→ **Short task**:
Arrange every line of the records below as a Markdown table with two columns, Row and Line. Number the rows in order and leave out blank lines.

→ **Data section**:
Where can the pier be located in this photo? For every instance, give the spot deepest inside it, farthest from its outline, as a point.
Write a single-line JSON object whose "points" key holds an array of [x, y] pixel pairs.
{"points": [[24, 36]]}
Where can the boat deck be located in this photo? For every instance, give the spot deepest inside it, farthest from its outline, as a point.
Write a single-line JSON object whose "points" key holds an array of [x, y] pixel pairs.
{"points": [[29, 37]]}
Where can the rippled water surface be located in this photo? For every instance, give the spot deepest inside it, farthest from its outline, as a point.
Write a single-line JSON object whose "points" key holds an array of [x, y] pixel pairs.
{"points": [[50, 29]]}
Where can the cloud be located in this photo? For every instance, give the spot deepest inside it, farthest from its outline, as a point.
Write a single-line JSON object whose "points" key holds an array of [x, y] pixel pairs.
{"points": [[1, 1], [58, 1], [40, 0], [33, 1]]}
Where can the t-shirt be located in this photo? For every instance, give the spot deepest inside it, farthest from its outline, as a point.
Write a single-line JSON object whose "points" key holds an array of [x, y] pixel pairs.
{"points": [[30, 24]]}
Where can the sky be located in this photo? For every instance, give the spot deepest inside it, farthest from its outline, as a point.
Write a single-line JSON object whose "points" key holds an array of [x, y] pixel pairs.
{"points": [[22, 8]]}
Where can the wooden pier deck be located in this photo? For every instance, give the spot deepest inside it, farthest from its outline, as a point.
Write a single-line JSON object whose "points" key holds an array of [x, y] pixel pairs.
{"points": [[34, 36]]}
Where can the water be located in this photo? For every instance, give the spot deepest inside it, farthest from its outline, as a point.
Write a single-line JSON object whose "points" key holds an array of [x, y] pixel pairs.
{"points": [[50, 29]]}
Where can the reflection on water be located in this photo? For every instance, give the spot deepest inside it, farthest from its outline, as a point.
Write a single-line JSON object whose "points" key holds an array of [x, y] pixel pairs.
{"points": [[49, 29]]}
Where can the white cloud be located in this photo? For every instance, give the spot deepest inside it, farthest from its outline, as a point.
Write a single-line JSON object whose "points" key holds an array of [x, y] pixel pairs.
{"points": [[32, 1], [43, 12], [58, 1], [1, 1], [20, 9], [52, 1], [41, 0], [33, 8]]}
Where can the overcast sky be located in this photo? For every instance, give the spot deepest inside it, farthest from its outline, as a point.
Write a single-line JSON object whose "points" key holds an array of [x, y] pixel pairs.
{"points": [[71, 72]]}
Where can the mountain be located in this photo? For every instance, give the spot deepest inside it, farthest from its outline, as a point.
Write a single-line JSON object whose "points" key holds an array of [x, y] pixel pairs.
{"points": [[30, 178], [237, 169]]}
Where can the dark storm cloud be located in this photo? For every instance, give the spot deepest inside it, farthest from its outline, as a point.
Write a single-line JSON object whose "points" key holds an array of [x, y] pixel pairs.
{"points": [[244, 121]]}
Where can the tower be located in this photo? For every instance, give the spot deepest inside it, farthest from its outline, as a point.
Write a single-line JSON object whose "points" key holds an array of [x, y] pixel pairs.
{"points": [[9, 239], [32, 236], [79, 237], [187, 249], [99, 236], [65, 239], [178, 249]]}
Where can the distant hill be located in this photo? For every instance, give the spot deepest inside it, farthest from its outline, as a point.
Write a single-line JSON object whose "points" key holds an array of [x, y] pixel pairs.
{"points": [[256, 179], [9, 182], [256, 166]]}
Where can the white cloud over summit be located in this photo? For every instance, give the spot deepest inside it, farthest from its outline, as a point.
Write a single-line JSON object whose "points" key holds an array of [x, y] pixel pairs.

→ **Task response**:
| Row | Line |
|---|---|
| 1 | Where can the pier be located in this photo? For every instance, give the spot deepest inside it, farthest from its outline, as a point. |
| 2 | Write a single-line JSON object whose "points" key holds an array of [x, y] pixel pairs. |
| 3 | {"points": [[24, 36]]} |
| 4 | Where can the boat deck be located in this photo? For every instance, give the spot deepest inside it, farthest from its outline, as a point. |
| 5 | Write a single-line JSON object whose "points" key holds an array of [x, y] pixel pairs. |
| 6 | {"points": [[29, 37]]} |
| 7 | Where can the rippled water surface be located in this photo? For every instance, give the spot deepest inside it, farthest from its outline, as a point. |
| 8 | Write a single-line JSON object whose "points" key holds an array of [x, y] pixel pairs. |
| 9 | {"points": [[50, 29]]} |
| 10 | Where can the cloud be located in this photo? For every instance, give the spot deepest inside it, farthest from its outline, as a point. |
| 11 | Write a single-line JSON object whose "points" key holds an array of [x, y] pixel pairs. |
| 12 | {"points": [[1, 1], [58, 1], [40, 0], [33, 1]]} |
| 13 | Where can the t-shirt be located in this photo? For every instance, give the spot deepest inside it, farthest from its outline, as a point. |
| 14 | Write a single-line JSON object whose "points" key holds an array of [x, y] pixel pairs. |
| 15 | {"points": [[30, 24]]} |
| 16 | Where can the sky be located in this photo? For every instance, give the spot deepest inside it, farthest from its outline, as a point. |
| 17 | Write a single-line JSON object whose "points" key holds an array of [x, y] pixel pairs. |
| 18 | {"points": [[22, 8]]} |
| 19 | Where can the wooden pier deck be located in this photo? For every instance, give the spot deepest inside it, farthest from its outline, as a point. |
| 20 | Write a single-line JSON object whose "points" key holds an array of [x, y] pixel pairs. |
| 21 | {"points": [[34, 36]]} |
| 22 | Where can the water be located in this photo? For every instance, give the spot deepest inside it, farthest from its outline, as a point. |
| 23 | Write a single-line JSON object whose "points" key holds an array of [x, y] pixel pairs. |
| 24 | {"points": [[50, 29]]} |
| 25 | Where can the reflection on water be located in this photo? For every instance, give the spot deepest inside it, farthest from its outline, as a point. |
| 26 | Write a single-line JSON object whose "points" key holds an array of [x, y] pixel pairs. |
| 27 | {"points": [[49, 29]]} |
| 28 | Where can the white cloud be located in this photo? For every instance, give the spot deepest inside it, farthest from its outline, as a point. |
| 29 | Write a single-line JSON object whose "points" key holds an array of [x, y] pixel pairs. |
| 30 | {"points": [[32, 1], [43, 12], [58, 1], [1, 1], [20, 9], [52, 1], [41, 0], [33, 8]]} |
| 31 | Where can the overcast sky be located in this photo? For every instance, give the spot deepest inside it, farthest from its outline, as a point. |
| 32 | Write a single-line JSON object whose "points" key holds an array of [x, y] pixel pairs. |
| 33 | {"points": [[71, 72]]} |
| 34 | Where can the mountain be located in this photo? For every instance, give the spot deepest inside it, farthest from its outline, as a point. |
| 35 | Write a single-line JSON object whose "points" key holds an array of [x, y] pixel pairs. |
| 36 | {"points": [[30, 178], [237, 169]]} |
| 37 | Where can the dark storm cloud be located in this photo? For every instance, give the spot deepest inside it, farthest from its outline, as a point. |
| 38 | Write a single-line JSON object whose "points" key holds an array of [x, y] pixel pairs. |
| 39 | {"points": [[244, 121]]} |
| 40 | Where can the tower be located in this photo? For every instance, give the spot deepest inside it, farthest from its outline, as a point. |
| 41 | Write a single-line JSON object whose "points" key holds an array of [x, y] pixel pairs. |
| 42 | {"points": [[9, 239], [32, 236], [79, 237], [187, 249], [99, 236], [65, 239], [178, 249]]} |
| 43 | Where can the distant hill be located in this photo? For every instance, give the spot deepest inside it, farthest from its outline, as a point. |
| 44 | Write a single-line JSON object whose "points" key holds an array of [x, y] pixel pairs. |
| 45 | {"points": [[256, 179], [9, 182], [256, 166]]} |
| 46 | Where can the white cloud over summit be located in this photo? For every instance, give the spot deepest inside it, farthest from its outline, as a point. |
| 47 | Write a single-line JSON object whose "points" key holds an array of [x, y] pixel pairs. |